[Source records]
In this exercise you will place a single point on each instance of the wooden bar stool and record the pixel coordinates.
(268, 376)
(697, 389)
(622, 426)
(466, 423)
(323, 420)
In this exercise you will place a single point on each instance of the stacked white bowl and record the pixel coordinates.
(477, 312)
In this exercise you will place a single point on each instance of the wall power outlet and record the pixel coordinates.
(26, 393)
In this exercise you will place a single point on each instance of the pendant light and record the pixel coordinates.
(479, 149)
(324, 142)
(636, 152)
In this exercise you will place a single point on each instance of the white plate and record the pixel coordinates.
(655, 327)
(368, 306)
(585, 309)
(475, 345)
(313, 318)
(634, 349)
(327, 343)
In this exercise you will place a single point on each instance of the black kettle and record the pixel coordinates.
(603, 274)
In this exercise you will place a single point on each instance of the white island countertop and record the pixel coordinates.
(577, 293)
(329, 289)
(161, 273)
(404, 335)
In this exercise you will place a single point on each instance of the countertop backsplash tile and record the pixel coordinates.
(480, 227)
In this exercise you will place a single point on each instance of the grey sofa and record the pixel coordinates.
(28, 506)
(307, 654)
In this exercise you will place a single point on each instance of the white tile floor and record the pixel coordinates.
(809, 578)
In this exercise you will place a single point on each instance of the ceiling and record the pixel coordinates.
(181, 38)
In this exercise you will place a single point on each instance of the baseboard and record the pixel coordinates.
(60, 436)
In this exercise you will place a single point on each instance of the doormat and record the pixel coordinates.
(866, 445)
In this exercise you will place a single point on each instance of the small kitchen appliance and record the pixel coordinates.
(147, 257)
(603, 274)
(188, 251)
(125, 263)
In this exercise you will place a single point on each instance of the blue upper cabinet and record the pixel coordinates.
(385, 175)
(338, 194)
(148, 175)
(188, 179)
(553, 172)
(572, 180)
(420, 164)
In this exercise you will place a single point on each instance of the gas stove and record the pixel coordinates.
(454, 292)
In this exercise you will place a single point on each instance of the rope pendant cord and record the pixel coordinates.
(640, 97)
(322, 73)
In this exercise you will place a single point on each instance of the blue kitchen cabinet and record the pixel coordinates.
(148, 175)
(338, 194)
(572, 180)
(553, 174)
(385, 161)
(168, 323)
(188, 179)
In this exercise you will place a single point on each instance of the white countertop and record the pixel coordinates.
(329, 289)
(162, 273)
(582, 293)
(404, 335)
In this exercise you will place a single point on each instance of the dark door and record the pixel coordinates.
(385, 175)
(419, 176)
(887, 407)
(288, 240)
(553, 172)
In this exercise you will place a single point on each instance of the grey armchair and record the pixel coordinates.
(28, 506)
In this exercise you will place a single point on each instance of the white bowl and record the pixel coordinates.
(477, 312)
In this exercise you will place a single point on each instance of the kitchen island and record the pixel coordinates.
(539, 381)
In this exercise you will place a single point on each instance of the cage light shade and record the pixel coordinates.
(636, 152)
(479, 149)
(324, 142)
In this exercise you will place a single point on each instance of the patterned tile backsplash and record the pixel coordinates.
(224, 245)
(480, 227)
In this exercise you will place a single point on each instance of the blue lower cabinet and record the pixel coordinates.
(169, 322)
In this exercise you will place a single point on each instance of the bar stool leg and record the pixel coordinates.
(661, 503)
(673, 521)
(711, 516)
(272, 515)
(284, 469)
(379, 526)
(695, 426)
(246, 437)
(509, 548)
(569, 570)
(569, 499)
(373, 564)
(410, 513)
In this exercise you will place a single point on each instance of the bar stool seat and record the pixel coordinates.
[/Source records]
Take the entries above and copy them out exactly.

In this exercise you will place a single point on each instance of the wooden bar stool and record the pixel coordinates.
(268, 376)
(697, 389)
(622, 426)
(466, 423)
(323, 420)
In this exercise you will place a single point on each instance of the stacked white bowl and record the pixel coordinates.
(477, 312)
In this exercise you will place a single point on each instance of the wall power outlet and record the pixel coordinates.
(26, 393)
In this exercise you will place a single point on each instance of the pendant light and record the pixel coordinates.
(479, 149)
(324, 142)
(636, 152)
In this exercise you will place a single point on each instance of the white plate and record the pixel coordinates.
(655, 327)
(368, 306)
(585, 309)
(475, 345)
(313, 318)
(634, 349)
(327, 343)
In this exercise you will place a single point on each instance of the black kettle and record the pixel coordinates.
(603, 274)
In this exercise you will place a single point on each instance of the white island countertop and record the pixel coordinates.
(577, 293)
(329, 289)
(161, 273)
(404, 335)
In this exercise you will place a single point on each instance of the countertop backsplash tile and record the pixel coordinates.
(480, 227)
In this exercise you will place a single point on each instance of the grey sofa and record the pixel coordinates.
(28, 506)
(307, 654)
In this exercise you will place a single point on each instance of the white tile floor and record the pixel coordinates.
(809, 578)
In this exercise you will place a single point on each instance of the ceiling and record the pixel coordinates.
(181, 38)
In this exercise you will place a single point on each instance of the baseboard and record the pixel coordinates.
(60, 436)
In this exercise you will place a single point on each instance of the doormat and record the pixel coordinates.
(866, 445)
In this exercise you will place a single point on each instance of the small kitchen appliance and record the pixel coordinates.
(147, 257)
(603, 274)
(188, 251)
(125, 263)
In this exercise you will place a single point on each instance of the blue upper cabinet and record the pixel coordinates.
(385, 175)
(338, 194)
(148, 175)
(188, 179)
(553, 172)
(572, 180)
(420, 164)
In this exercise you will place a single point on each instance of the gas stove and record the pixel coordinates.
(454, 292)
In this exercise you will place a single point on each instance of the rope pendant cord and record the pixel coordinates.
(640, 97)
(322, 73)
In this exercise you will place a single point on each instance of the blue kitchen cabinet and record the pixel coordinates.
(148, 175)
(338, 194)
(572, 180)
(553, 174)
(385, 161)
(168, 323)
(188, 179)
In this exercise you will place a single point on each instance of the white countertop and record the pixel coordinates.
(329, 289)
(162, 273)
(582, 293)
(404, 335)
In this exercise you will place a single point on each instance of the dark door and record the pixel coordinates.
(385, 175)
(419, 176)
(887, 407)
(288, 240)
(553, 172)
In this exercise you will place a single point on each instance of the grey armchair and record the pixel coordinates.
(28, 506)
In this exercise you will place a single point on each instance of the white bowl and record the pixel coordinates.
(477, 312)
In this exercise you will place a single point on each instance of the kitchen island and record the pixel coordinates.
(539, 381)
In this exercise you will place a single point on each instance of the cage light shade and record the pixel coordinates.
(636, 152)
(479, 149)
(324, 142)
In this exercise you will place a single point on each instance of the patterned tile backsplash and record the pixel coordinates.
(224, 245)
(480, 227)
In this exercise you will place a single point on each instance of the blue lower cabinet and record the pixel coordinates.
(169, 322)
In this exercise you will place a single point on each instance of the bar stool leg and record the pixel coordinates.
(661, 503)
(673, 521)
(711, 516)
(272, 515)
(284, 469)
(379, 526)
(695, 426)
(246, 437)
(509, 548)
(569, 570)
(569, 499)
(373, 564)
(410, 513)
In this exercise you will place a single point on each instance of the bar stool seat and record the pixel coordinates.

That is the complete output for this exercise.